Quote each record exactly, please, leaving none out.

**Provided data**
^^^^

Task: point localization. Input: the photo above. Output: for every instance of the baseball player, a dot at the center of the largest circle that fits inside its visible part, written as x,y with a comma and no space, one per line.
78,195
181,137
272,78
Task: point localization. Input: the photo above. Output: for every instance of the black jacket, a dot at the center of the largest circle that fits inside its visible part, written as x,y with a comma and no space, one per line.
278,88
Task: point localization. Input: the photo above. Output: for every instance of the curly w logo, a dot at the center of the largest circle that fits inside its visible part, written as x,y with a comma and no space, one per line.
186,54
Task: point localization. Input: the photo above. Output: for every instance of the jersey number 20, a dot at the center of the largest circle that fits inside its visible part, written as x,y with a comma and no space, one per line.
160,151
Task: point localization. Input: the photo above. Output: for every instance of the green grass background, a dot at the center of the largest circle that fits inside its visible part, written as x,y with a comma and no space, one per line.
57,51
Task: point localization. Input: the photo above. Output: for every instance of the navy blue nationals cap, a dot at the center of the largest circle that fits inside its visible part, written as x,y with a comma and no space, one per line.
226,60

^^^^

**Answer space**
Task: point localization. Input: the photo above. Output: for every instance of the baseball player, a dot at the center of the largest circle that fits inside its visible part, written as x,y with a comma and no space, one per line.
78,195
181,137
272,78
Task: point localization. Input: the photo above. Output: for every instance of the black jacket, a dot at the center of the largest circle that fits inside its visible part, written as x,y with a comma and no space, one per line.
278,88
Task: point localization. Input: the photo above. Output: for every instance of the curly w logo, a dot at the center of the largest circle that fits inside its visible part, written as x,y with a comma and no space, one per line.
186,54
Task: point localization. Input: the photo above. Output: for every instance of the jersey number 20, a dot at the center of the largest circle that fits inside its visible part, written as x,y with a comma and no space, one per line.
160,151
Task: point localization. Input: the photo above. Output: for every instance of the green grass background, a dot at the center of the largest circle that fits inside its visible part, written as x,y with a comma and no space, one per line.
57,51
Task: point localization. Input: the photo above. Output: for every instance of the navy blue nationals cap, a dot at the center of the largest circle that fits inside its visible part, written as x,y with a comma and no space, one per line.
226,60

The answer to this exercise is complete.